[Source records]

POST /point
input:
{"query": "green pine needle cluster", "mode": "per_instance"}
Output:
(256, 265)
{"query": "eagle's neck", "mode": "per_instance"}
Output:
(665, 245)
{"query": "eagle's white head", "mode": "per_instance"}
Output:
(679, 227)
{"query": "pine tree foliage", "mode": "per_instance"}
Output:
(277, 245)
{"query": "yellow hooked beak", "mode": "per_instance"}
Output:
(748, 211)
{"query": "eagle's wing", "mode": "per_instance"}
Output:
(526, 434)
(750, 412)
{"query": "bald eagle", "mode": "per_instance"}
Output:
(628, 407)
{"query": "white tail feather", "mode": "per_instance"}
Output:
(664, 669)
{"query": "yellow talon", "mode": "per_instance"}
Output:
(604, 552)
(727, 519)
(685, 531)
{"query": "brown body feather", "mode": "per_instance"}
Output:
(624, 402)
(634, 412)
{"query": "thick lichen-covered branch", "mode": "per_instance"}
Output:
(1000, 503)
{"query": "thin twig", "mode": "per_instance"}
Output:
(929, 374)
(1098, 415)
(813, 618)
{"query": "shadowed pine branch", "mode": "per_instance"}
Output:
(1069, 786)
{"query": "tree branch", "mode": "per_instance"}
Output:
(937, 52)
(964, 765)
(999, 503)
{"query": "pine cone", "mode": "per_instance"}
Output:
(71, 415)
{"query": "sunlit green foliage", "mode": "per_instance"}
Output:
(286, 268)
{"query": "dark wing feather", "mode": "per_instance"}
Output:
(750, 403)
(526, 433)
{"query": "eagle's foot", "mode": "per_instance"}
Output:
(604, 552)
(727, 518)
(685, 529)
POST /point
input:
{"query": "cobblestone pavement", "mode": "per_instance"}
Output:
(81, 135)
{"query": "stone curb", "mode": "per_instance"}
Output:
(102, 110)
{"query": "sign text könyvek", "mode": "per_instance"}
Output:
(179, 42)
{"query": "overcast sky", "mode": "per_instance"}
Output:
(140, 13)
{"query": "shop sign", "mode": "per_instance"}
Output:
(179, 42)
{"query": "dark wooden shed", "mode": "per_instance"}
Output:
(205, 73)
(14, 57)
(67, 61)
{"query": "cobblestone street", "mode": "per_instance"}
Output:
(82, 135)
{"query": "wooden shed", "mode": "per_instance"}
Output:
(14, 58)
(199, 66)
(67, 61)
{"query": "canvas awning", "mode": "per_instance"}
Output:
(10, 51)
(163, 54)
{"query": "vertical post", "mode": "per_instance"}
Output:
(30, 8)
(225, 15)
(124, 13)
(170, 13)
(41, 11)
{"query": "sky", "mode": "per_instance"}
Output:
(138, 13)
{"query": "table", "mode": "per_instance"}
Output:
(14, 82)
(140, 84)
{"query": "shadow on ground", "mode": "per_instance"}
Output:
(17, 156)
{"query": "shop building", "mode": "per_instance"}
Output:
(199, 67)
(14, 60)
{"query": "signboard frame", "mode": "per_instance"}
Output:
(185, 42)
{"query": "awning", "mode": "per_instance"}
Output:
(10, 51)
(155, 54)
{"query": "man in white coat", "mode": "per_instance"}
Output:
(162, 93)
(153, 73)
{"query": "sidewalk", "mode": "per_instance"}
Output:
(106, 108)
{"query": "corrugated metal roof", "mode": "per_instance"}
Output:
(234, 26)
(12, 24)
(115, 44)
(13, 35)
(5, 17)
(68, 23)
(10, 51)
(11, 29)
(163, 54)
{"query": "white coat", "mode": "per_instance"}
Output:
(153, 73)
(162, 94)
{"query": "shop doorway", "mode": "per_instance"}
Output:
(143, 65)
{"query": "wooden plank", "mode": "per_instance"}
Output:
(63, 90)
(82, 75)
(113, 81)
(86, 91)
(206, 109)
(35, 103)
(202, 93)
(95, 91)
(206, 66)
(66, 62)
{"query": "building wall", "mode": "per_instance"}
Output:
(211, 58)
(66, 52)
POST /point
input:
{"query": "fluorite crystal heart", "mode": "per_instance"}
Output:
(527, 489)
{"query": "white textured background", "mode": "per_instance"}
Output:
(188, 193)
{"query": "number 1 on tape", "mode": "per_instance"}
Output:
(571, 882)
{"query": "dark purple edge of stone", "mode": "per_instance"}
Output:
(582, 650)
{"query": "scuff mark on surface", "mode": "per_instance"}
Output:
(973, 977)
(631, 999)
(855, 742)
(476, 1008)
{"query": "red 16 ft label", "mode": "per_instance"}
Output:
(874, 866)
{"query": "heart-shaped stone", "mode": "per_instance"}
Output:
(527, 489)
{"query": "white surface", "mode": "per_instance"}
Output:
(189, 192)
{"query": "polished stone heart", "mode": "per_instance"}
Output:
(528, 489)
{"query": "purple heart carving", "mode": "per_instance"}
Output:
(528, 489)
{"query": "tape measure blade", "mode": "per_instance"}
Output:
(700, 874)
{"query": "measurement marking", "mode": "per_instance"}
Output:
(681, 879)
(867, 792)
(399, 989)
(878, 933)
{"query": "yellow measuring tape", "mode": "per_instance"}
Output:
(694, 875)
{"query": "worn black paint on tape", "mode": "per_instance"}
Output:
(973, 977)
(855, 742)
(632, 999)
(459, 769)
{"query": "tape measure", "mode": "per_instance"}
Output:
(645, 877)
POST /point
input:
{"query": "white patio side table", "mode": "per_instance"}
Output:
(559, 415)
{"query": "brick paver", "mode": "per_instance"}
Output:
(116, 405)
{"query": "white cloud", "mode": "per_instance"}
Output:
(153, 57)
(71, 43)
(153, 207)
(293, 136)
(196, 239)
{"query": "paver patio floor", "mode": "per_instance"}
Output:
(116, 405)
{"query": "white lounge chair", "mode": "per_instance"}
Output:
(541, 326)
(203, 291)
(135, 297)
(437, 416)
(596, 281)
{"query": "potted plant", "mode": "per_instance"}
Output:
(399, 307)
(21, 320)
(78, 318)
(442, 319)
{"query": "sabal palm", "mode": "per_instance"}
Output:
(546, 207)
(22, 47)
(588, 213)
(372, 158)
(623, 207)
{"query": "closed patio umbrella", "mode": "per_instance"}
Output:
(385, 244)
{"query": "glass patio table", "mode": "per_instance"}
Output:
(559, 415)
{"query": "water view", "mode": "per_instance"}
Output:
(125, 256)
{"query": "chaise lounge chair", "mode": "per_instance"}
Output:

> **Goal of the exercise**: Which lines above contain the word "shop"? Show each of them.

> **Answer space**:
{"query": "shop sign", "mode": "per_instance"}
{"query": "shop building", "mode": "per_instance"}
{"query": "shop doorway", "mode": "per_instance"}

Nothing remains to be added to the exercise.